**Text under study**
━━━━━━━━━━
Two days of heat and smoky skies later, I am ready to continue!
It was around the time of my extra-ordinary card reading in 2015 that I first started this blog. I don't know that there is a connection, except that perhaps the energy of the Goddess was urging me on. The next few years are a bit of a blur in my mind...several different nesting spots but no real home. Sometime in 2017, I received my own set of Tarot cards, evidently in the way that is considered optimum -- someone gave me a set of cards that they had received as a gift but never opened, plus a book to help interpret them. Slowly at first, then with more enthusiasm, I started to get to know the Rider deck, to appreciate their wonderful symbolic imagery, and to trust my interpretation of what I was seeing.
In a completely unrelated (?) development that summer, I did get to England again, to sing with old Royal Holloway friends at Canterbury Cathedral -- a week of choral evensongs and just plain fun. We rehearsed about five hours a day offsite, then rehearsed briefly in the cathedral before the hourlong service, so it was hard work, but afterwards, the dinner and/or pub camaraderie with people who love this world was completely and utterly without compare. It is so hard to fully articulate what this lifetime has been like, knowing who your "work colleagues" are -- your kindred spirits in terms of your main passion -- and yet virtually never seeing them in person or singing with them or socializing with them; people who know decani and cantoris and how to sing Anglican chant and the evensong repertoire, and can easily discuss the composers/conductors/organists in the field. It's still impossible for me to imagine what my life would have been like if I had ever figured out how to get myself permanently into the center of things. I had arrived in Canterbury vowing to use this opportunity to say "goodbye" to England permanently, and of course that wasn't going to happen. The "either/or" instinct was still very much in place. The urge to erase my most vibrant passion continued to plague me but didn't win out.
In the winter of 2017-2018, I was in a U.S. setting and situation where I found it easier than ever to start exploring what a more Goddess-centered life (and vocabulary) might be like. Perhaps because of the political climate of the time, I was becoming almost allergic to the notion of conflict, and tried to honor those feelings and imagine what a more unified, fighting-free world would be like. On my 62nd birthday, I celebrated with a few women friends and tried, in what might have been quite an awkward way, to blend some music of Herbert Howells with dedicating myself to the divine feminine. It was somewhere around this time that a wise woman said to me, don't try so hard to fight your passions for these two things! If you are the only person in the world where they overlap, then that is enough. You are the overlap.
━━━━━━━━━━
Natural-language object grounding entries
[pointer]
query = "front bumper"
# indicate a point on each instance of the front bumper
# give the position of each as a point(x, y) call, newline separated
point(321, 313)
━━━━━━━━━━
**Exercise brief**
In the blog post about Tarot and choral singing, which kinds of people in the field does the writer say kindred spirits can easily discuss?

**Answer space**
Composers, conductors, and organists.